> _DIRECTIONS FOR THIS TASK_:
In the data that follows, every line containing the word "station" should be returned.

Point localization data
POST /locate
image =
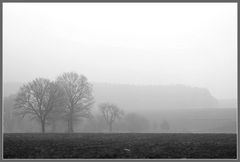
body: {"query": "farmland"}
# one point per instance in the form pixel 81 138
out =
pixel 119 145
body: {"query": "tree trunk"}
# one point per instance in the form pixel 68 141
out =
pixel 70 123
pixel 43 126
pixel 54 126
pixel 110 127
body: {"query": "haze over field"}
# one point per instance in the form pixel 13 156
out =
pixel 147 44
pixel 170 63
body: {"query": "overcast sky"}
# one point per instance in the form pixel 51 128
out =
pixel 136 43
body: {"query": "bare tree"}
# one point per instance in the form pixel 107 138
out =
pixel 79 99
pixel 37 99
pixel 136 123
pixel 110 113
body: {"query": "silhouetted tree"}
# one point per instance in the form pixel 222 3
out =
pixel 8 118
pixel 37 99
pixel 79 99
pixel 110 113
pixel 136 123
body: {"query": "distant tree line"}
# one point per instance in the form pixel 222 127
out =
pixel 68 100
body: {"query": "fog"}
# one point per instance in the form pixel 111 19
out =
pixel 193 44
pixel 170 67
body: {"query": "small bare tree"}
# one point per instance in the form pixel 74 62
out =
pixel 110 113
pixel 79 99
pixel 38 99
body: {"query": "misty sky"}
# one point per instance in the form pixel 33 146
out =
pixel 136 43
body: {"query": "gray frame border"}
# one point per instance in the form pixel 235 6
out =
pixel 116 1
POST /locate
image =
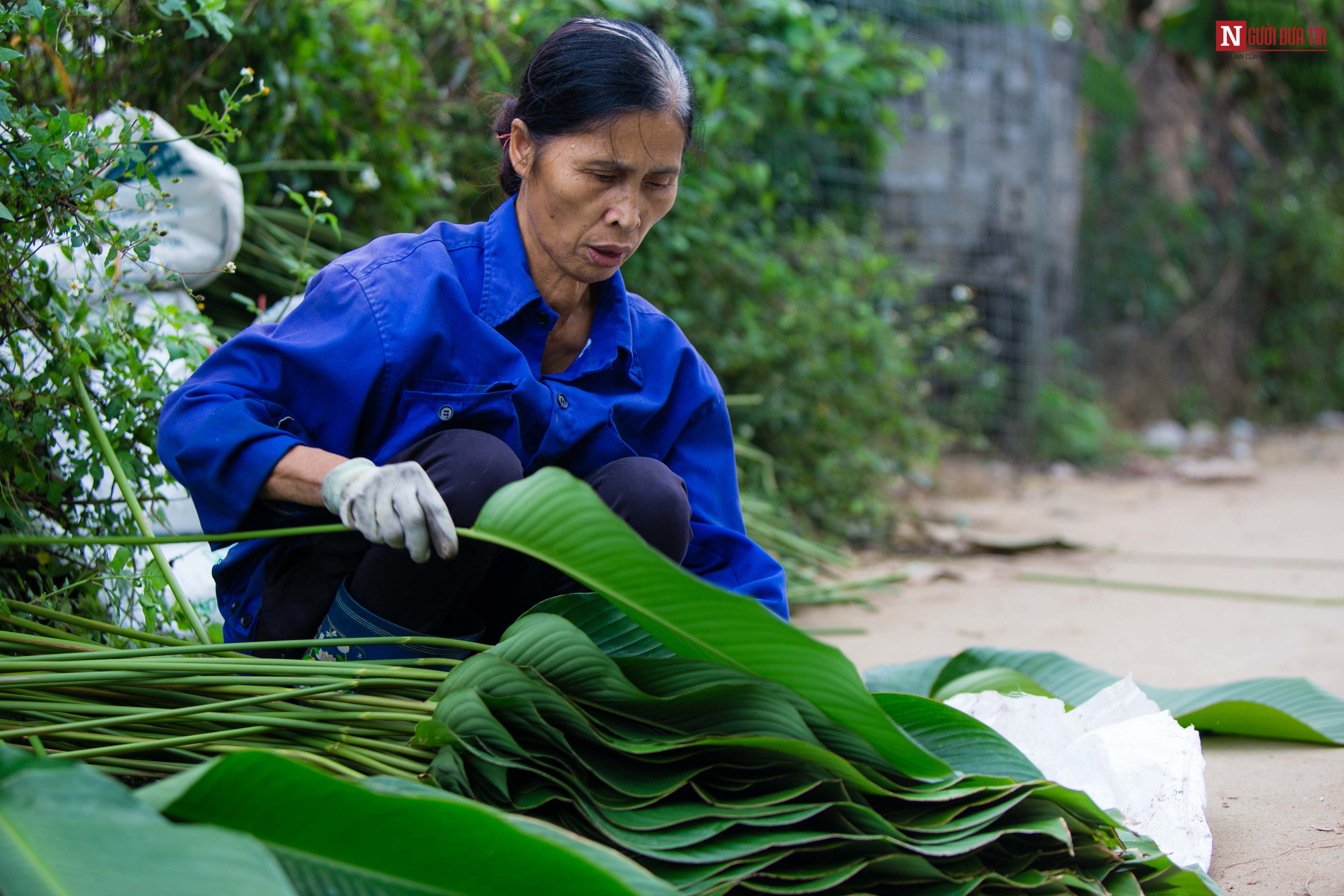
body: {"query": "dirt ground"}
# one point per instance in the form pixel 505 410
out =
pixel 1276 809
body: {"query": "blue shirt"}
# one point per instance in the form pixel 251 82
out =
pixel 415 334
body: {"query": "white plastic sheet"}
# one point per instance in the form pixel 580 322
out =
pixel 1121 750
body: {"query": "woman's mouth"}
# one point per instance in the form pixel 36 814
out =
pixel 609 256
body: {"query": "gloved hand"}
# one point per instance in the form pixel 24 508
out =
pixel 396 506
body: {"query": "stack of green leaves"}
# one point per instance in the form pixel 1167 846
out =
pixel 715 778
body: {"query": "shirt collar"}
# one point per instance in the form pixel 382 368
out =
pixel 507 288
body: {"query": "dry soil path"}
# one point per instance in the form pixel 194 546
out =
pixel 1276 809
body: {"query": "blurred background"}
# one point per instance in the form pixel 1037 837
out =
pixel 986 281
pixel 1022 230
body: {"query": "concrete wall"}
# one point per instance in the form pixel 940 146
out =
pixel 986 189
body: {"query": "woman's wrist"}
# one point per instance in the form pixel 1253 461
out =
pixel 299 476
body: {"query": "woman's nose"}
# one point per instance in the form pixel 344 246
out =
pixel 624 213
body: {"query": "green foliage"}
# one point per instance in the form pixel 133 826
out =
pixel 771 266
pixel 68 831
pixel 393 836
pixel 1070 420
pixel 58 178
pixel 1265 217
pixel 1279 709
pixel 554 518
pixel 714 778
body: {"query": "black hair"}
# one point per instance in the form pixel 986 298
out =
pixel 589 72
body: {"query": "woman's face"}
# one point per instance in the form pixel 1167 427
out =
pixel 589 199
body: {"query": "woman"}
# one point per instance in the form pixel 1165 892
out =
pixel 422 373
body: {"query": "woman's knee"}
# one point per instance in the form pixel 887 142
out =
pixel 651 499
pixel 467 467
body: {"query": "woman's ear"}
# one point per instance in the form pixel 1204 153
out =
pixel 522 151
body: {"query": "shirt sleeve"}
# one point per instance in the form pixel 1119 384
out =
pixel 267 390
pixel 721 551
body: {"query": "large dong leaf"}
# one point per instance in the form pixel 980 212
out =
pixel 1279 709
pixel 389 836
pixel 721 781
pixel 69 831
pixel 558 519
pixel 966 743
pixel 613 632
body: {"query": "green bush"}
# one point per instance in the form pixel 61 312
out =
pixel 1268 209
pixel 57 182
pixel 1072 422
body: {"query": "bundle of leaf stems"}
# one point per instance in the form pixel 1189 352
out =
pixel 156 711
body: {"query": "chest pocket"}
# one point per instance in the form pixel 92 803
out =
pixel 428 406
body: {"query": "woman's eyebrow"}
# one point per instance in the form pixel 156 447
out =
pixel 611 164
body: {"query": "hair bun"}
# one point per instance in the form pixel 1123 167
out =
pixel 509 112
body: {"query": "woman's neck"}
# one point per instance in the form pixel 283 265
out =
pixel 558 289
pixel 572 300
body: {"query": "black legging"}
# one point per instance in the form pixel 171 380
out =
pixel 486 581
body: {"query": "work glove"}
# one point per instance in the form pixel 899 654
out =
pixel 396 506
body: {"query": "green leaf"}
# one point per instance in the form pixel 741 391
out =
pixel 558 519
pixel 613 632
pixel 1000 679
pixel 966 743
pixel 69 831
pixel 397 833
pixel 1277 709
pixel 715 778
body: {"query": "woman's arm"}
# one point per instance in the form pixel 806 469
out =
pixel 721 553
pixel 299 476
pixel 268 398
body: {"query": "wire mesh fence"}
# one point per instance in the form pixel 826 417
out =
pixel 982 194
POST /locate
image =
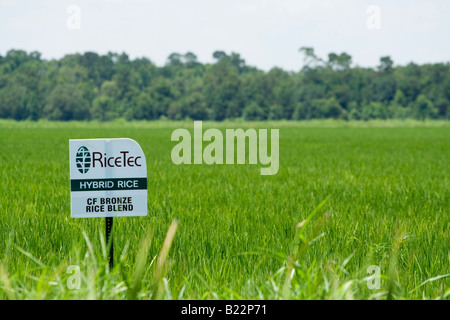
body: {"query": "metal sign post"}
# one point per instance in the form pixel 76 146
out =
pixel 108 178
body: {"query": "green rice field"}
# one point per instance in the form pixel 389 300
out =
pixel 347 196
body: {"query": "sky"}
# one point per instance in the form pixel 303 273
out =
pixel 266 33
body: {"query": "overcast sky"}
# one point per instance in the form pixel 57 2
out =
pixel 266 33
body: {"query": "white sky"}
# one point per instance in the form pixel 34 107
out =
pixel 266 33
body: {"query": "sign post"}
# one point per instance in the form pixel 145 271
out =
pixel 108 178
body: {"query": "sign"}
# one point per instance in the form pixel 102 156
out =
pixel 108 178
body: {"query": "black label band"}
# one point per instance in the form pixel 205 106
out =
pixel 108 184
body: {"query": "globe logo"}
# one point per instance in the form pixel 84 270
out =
pixel 83 159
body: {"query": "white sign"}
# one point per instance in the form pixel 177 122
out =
pixel 108 178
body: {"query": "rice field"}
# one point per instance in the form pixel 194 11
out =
pixel 348 197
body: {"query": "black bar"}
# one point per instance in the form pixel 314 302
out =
pixel 112 184
pixel 109 224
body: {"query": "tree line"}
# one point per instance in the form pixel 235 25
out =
pixel 90 86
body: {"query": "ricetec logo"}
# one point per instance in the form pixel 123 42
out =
pixel 84 160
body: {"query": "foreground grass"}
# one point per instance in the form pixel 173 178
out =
pixel 348 195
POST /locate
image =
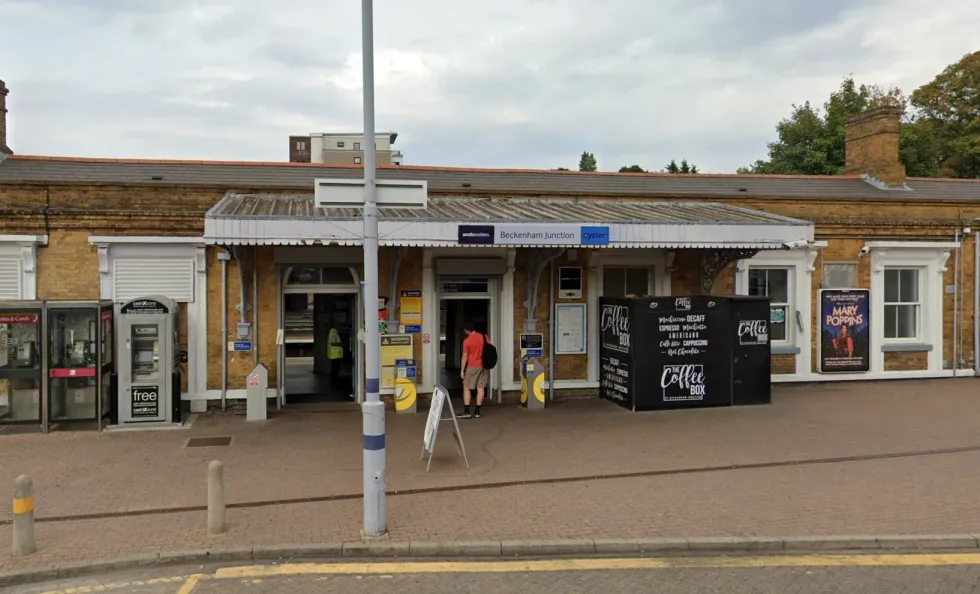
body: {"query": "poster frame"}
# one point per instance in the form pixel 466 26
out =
pixel 820 328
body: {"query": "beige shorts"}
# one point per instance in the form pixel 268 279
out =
pixel 476 377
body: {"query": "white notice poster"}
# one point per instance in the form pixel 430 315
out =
pixel 570 324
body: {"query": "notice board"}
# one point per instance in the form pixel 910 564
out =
pixel 393 348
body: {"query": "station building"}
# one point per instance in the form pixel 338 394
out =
pixel 250 258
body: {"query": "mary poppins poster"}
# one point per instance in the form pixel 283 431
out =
pixel 844 325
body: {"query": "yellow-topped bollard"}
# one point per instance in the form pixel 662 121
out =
pixel 23 522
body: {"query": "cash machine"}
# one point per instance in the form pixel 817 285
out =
pixel 148 362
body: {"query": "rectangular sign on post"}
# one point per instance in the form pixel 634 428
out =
pixel 536 234
pixel 393 348
pixel 410 308
pixel 845 330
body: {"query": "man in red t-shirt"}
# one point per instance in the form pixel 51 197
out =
pixel 471 370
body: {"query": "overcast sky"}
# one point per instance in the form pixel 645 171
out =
pixel 508 83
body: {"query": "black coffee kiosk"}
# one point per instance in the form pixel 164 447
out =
pixel 751 359
pixel 684 352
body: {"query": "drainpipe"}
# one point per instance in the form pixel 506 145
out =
pixel 395 257
pixel 976 302
pixel 551 329
pixel 224 257
pixel 255 307
pixel 956 300
pixel 959 295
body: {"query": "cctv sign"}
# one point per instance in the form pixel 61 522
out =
pixel 145 402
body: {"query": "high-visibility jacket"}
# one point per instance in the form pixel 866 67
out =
pixel 335 348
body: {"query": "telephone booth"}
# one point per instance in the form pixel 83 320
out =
pixel 20 363
pixel 80 359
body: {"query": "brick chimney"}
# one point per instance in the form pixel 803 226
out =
pixel 872 145
pixel 4 149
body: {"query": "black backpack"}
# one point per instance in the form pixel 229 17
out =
pixel 489 354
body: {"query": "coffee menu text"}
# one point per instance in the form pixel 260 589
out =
pixel 683 334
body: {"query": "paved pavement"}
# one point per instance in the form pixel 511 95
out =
pixel 676 481
pixel 893 574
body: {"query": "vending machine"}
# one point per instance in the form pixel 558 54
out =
pixel 148 362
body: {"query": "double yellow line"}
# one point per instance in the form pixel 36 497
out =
pixel 190 582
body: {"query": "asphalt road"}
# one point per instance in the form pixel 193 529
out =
pixel 894 574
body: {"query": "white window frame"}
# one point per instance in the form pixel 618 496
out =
pixel 660 263
pixel 799 263
pixel 920 276
pixel 789 314
pixel 930 257
pixel 194 248
pixel 24 248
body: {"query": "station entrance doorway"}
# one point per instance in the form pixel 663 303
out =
pixel 320 354
pixel 462 301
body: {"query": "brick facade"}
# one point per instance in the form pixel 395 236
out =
pixel 70 213
pixel 68 266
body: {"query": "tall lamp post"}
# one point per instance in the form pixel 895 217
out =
pixel 372 409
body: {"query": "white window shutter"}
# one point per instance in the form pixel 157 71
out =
pixel 11 278
pixel 141 277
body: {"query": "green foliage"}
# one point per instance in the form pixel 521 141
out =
pixel 684 167
pixel 588 162
pixel 940 129
pixel 949 111
pixel 811 141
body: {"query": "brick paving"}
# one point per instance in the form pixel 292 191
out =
pixel 300 455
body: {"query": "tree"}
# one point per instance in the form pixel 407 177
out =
pixel 949 110
pixel 588 162
pixel 684 167
pixel 812 141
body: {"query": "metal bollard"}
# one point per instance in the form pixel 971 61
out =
pixel 216 497
pixel 23 523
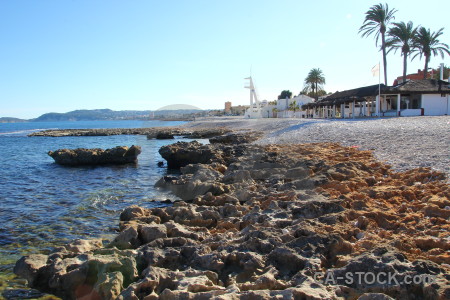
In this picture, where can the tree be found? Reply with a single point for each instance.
(377, 19)
(427, 43)
(402, 36)
(314, 82)
(285, 94)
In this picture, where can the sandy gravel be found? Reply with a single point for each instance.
(405, 143)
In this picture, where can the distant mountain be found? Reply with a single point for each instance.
(11, 120)
(108, 114)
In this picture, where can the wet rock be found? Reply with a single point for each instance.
(78, 157)
(17, 294)
(260, 223)
(375, 296)
(30, 267)
(181, 154)
(149, 233)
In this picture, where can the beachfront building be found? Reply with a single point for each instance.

> _RESPONSE AREA_:
body: {"query": "station building"}
body: {"query": "station entrance doorway"}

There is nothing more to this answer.